## PROBLEM TO WORK ON
Copy each of the following records line by line, keeping every word and number unchanged.

(Excerpt from a dataset)

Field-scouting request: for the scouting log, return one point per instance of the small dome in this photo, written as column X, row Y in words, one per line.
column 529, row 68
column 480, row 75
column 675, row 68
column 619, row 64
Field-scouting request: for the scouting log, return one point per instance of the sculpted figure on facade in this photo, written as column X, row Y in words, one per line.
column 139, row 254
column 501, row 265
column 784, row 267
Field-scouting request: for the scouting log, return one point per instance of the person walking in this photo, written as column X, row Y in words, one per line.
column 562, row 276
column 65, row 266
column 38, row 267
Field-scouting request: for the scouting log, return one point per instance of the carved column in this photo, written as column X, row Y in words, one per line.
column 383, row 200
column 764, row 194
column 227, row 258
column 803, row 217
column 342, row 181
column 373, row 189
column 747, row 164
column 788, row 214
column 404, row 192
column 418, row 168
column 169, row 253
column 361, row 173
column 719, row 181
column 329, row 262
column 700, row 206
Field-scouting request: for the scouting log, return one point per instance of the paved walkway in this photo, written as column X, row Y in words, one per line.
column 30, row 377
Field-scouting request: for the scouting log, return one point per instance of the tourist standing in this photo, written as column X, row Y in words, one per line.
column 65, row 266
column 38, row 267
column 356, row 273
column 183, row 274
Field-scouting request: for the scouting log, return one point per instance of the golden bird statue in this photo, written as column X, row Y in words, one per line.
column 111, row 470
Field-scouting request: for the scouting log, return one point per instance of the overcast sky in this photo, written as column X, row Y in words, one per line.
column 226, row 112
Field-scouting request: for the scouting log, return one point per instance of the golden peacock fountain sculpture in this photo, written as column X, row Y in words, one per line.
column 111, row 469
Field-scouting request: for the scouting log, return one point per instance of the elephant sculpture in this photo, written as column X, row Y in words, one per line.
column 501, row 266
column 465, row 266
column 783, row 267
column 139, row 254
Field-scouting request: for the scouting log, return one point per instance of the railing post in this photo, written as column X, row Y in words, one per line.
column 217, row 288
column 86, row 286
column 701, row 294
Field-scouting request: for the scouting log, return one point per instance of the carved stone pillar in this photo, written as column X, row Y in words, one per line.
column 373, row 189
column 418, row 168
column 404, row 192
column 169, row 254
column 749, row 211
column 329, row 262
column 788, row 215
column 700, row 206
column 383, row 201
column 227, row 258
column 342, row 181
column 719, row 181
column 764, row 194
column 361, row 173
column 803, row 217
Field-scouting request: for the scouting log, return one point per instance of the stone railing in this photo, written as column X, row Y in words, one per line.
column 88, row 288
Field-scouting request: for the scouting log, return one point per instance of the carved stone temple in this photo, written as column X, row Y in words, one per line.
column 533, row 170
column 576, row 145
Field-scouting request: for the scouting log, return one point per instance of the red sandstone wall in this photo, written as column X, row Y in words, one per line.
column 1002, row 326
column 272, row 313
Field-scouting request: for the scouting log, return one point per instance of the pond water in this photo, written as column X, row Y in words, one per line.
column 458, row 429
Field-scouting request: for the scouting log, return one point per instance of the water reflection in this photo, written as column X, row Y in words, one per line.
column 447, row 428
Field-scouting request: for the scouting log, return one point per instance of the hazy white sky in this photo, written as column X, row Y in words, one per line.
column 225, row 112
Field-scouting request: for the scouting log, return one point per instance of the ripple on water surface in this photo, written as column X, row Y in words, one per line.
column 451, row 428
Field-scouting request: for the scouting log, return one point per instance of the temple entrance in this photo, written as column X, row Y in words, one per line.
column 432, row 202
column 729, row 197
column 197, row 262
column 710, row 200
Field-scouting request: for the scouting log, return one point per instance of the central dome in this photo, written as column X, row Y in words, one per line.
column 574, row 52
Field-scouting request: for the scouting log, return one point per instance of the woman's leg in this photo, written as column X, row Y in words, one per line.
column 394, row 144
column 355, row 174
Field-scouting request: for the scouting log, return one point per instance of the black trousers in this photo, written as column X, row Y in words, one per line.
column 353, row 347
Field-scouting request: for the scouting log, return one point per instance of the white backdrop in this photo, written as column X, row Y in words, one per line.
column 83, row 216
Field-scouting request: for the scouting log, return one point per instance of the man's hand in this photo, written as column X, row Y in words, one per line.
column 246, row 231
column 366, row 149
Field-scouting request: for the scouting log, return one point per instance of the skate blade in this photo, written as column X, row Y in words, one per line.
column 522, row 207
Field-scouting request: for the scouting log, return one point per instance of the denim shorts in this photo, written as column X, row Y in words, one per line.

## REPLY TO THE EXERCISE
Field-scouting request: for the scouting log, return one point per instance of the small dome in this photo, written as column X, row Y in words, one per line.
column 529, row 68
column 480, row 75
column 675, row 68
column 619, row 64
Field-scouting request: for the scouting log, return one point per instance of the sculpted figure on facade in this photo, written as column X, row Y in words, one per line.
column 139, row 254
column 501, row 265
column 784, row 267
Field-scouting request: for the scouting log, return one point per instance of the person walking in this photo, written as column X, row Y in words, one per line.
column 562, row 276
column 65, row 266
column 38, row 267
Field-scouting request: for the scouting log, return one point per instance of the carved column in this photo, written as column X, row Y in words, one per line.
column 383, row 200
column 764, row 194
column 227, row 258
column 803, row 217
column 342, row 181
column 373, row 189
column 747, row 164
column 788, row 214
column 404, row 192
column 418, row 168
column 169, row 253
column 361, row 173
column 719, row 181
column 329, row 262
column 700, row 206
Field-scouting request: for the scouting log, return one point per instance of the paved walkway in this photo, written as column X, row Y in words, one per line.
column 30, row 377
Field-scouting request: for the scouting log, return one point per instance of the tourist standing in this photo, written as column X, row Y in words, one per line.
column 65, row 266
column 38, row 267
column 356, row 273
column 183, row 274
Field-scouting request: for the scouting log, return one point per instance of the golden bird statue in this photo, written as column X, row Y in words, one per line.
column 111, row 470
Field-scouting request: for the scouting log, return one point per instance of the overcast sky in this photo, written as column X, row Y in words, one per line.
column 226, row 112
Field-scouting request: for the scouting log, return one point per instance of the golden peacock fountain sculpture in this photo, written as column X, row Y in words, one per line.
column 111, row 469
Field-scouting request: for the scouting log, return one point per instance of the elephant sculpture in this photo, written as column X, row Y in words, one per line.
column 501, row 266
column 465, row 266
column 783, row 267
column 139, row 254
Field-scouting request: for the scouting log, return one point per instance of the railing post in this photo, written as column X, row Y in words, one per line.
column 217, row 288
column 86, row 286
column 701, row 294
Field-scouting request: for the scouting log, return one point per instance of the carved stone pillar in this photo, written as column X, row Y in words, one per line.
column 373, row 189
column 418, row 168
column 404, row 192
column 169, row 254
column 749, row 211
column 329, row 262
column 788, row 215
column 700, row 206
column 383, row 201
column 227, row 258
column 342, row 181
column 719, row 181
column 764, row 194
column 361, row 173
column 803, row 217
Field-scouting request: for the scouting log, return one point per instance of the stone railing in this photo, written as column X, row Y in words, one per line.
column 88, row 288
Field-scouting request: for the scouting log, return one point per instance of the carved stone temple in this photo, written as column X, row Y in words, one per line.
column 533, row 170
column 576, row 145
Field-scouting request: for the scouting log, return one point per instance of the red sandstone wall in this photo, written as column X, row Y in words, one per line.
column 1002, row 326
column 272, row 313
Field-scouting request: for the scouting log, return one point per instance of the pond water in this photo, written as column X, row Y in words, one per line.
column 458, row 429
Field-scouting request: for the scouting log, return one point per instance of the water reflection in this photo, written as column X, row Y in words, one per line.
column 447, row 428
Field-scouting request: for the scouting log, return one point per instance of the hazy white sky in this photo, written as column X, row Y in words, one per line.
column 225, row 112
Field-scouting request: for the scouting log, return one point per instance of the ripple on water surface in this photo, written as column X, row Y in words, one per line.
column 451, row 428
Field-scouting request: for the scouting log, return one point per instance of the temple entrance in this photo, written as column X, row Y in words, one per line.
column 432, row 202
column 729, row 197
column 197, row 262
column 710, row 200
Field-scouting request: for the scouting log, return one point per instance of the central dome in this photo, written as column X, row Y in words, one per line.
column 574, row 52
Field-scouting request: for the scouting log, return one point per instance of the woman's leg in this photo, written as column X, row Y in words, one per line.
column 394, row 144
column 355, row 174
Field-scouting request: for the scouting log, return one point per instance of the black trousers in this photo, written as column X, row Y in words, one per line.
column 353, row 347
Field-scouting request: for the scouting log, return one point per instance of the white backdrop in this photo, written as column X, row Y in words, one per line.
column 83, row 216
Field-scouting request: for the scouting log, return one point per instance of the man's hand in this photo, written as column X, row Y in words, one per line.
column 246, row 231
column 366, row 149
Field-scouting request: for the scouting log, return one point per instance of the skate blade in this photo, written as column X, row Y in words, one per line.
column 522, row 207
Field-scouting request: for the scouting log, return one point per instance of the denim shorts in this photo, written as column X, row Y in words, one per line.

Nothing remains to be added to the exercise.